((

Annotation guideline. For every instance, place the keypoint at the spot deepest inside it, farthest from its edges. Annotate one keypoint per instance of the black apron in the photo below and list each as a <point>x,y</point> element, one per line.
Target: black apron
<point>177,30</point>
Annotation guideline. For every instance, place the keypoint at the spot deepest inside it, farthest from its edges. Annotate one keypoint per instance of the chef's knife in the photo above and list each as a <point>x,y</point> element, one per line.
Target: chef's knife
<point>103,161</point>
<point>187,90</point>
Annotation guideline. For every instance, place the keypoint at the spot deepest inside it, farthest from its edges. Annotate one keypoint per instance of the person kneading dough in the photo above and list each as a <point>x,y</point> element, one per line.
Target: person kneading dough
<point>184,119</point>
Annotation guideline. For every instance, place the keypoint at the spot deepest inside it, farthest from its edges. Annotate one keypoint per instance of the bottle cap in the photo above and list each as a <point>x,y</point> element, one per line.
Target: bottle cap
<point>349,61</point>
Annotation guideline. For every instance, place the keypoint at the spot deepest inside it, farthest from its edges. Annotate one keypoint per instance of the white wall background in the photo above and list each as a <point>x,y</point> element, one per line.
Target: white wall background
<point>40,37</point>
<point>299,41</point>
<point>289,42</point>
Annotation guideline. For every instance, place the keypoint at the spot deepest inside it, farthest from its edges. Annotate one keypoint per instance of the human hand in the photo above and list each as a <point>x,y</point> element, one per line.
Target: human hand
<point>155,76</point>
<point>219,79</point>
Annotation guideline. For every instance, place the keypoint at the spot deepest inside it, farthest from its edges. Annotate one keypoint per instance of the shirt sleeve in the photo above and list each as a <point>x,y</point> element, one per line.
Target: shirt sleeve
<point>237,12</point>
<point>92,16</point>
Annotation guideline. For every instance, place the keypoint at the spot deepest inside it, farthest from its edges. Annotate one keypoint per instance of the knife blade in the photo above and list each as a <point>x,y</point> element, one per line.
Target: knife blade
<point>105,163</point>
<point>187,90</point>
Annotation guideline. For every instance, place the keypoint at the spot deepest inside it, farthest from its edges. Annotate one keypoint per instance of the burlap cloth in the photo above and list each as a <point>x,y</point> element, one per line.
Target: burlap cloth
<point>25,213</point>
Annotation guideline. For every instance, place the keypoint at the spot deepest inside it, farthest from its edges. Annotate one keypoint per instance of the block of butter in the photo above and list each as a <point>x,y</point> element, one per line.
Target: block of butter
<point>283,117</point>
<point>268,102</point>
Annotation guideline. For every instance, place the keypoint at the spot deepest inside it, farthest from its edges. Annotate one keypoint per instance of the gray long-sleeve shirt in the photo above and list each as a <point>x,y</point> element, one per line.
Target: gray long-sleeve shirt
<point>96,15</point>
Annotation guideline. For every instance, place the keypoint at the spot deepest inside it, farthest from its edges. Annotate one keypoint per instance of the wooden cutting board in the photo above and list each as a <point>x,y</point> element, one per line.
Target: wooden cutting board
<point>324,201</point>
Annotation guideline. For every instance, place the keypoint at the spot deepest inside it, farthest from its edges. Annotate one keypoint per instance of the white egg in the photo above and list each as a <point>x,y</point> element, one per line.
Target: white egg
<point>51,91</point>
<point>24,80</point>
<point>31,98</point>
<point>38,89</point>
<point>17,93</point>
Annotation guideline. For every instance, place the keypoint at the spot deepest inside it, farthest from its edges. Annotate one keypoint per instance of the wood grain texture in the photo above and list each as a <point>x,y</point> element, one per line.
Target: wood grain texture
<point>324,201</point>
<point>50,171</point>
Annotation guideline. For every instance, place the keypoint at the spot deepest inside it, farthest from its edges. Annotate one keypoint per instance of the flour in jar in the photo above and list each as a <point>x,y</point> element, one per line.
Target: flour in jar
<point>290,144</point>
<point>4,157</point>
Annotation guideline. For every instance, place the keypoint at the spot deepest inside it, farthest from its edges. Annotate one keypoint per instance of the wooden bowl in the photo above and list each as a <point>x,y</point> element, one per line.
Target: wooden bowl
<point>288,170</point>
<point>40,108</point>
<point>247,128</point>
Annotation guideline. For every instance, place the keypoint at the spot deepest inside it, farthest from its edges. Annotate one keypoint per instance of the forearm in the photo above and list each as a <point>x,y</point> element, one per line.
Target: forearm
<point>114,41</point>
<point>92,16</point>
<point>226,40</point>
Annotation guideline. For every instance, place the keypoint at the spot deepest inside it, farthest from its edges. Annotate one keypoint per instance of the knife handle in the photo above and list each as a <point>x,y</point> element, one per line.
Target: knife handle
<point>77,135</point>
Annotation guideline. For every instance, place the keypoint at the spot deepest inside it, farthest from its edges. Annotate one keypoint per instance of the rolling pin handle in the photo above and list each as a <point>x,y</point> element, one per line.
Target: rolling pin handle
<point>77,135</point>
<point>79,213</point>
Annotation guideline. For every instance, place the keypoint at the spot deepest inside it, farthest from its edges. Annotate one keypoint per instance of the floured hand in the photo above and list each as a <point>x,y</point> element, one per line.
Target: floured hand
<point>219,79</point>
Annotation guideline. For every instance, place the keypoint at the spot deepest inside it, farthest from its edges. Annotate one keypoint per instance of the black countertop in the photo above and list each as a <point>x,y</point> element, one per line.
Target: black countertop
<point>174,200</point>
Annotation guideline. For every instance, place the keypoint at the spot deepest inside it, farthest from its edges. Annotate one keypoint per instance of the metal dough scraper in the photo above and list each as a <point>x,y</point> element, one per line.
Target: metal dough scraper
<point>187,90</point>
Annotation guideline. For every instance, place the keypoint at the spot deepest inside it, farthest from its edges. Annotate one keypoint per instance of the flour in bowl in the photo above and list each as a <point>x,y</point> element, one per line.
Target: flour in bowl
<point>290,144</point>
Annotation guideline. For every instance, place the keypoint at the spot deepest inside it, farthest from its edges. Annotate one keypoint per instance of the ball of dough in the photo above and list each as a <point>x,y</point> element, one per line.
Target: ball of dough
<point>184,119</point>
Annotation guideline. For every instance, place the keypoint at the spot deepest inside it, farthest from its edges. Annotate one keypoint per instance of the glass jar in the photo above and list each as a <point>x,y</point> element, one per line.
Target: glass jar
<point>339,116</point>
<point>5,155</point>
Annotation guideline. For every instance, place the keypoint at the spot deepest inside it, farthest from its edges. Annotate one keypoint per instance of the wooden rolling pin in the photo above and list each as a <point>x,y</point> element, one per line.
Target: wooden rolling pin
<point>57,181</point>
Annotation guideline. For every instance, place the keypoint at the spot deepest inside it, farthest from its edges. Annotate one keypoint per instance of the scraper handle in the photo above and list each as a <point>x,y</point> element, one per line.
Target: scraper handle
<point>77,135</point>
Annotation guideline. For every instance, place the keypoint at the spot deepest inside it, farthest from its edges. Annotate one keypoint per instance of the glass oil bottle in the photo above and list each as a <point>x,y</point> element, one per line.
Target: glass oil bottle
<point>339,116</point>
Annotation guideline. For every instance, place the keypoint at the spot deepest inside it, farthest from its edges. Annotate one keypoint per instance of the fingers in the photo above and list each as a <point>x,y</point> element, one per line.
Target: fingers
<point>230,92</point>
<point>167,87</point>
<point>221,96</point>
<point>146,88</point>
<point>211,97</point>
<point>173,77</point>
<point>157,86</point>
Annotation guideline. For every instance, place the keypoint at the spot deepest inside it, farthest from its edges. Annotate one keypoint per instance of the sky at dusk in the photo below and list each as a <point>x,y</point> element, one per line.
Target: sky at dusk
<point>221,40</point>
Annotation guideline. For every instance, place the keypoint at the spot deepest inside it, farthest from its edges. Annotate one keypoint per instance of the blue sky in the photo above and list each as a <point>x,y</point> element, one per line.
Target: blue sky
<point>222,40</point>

))

Exercise prompt: What is needed is an exact copy of the lines from the one containing "Target: glass oil bottle" through the final line of the data, both included, and nothing more.

Answer box:
Target: glass oil bottle
<point>339,116</point>
Annotation guideline. For every instance, place the keypoint at the spot deepest inside it, farthest from its edges. Annotate one keypoint per instance of the fingers in the photo above and list each as a <point>x,y</point> element, one per line.
Target: fingers
<point>230,92</point>
<point>167,87</point>
<point>221,96</point>
<point>146,88</point>
<point>211,97</point>
<point>173,77</point>
<point>157,86</point>
Annotation guideline. For every instance, place the keypoint at the spot deepest inside it, farthest from its edges. Annotate one keypoint per instance of the sky at dusk in the photo below and list each as a <point>x,y</point> element, one per line.
Target: sky at dusk
<point>221,40</point>
Annotation guideline. For every instance, place the keypoint at the spot deepest inside it, farthest from its edges. Annotate one keypoint per instance of the blue sky in the photo above and list each as a <point>x,y</point> element, one per line.
Target: blue sky
<point>222,40</point>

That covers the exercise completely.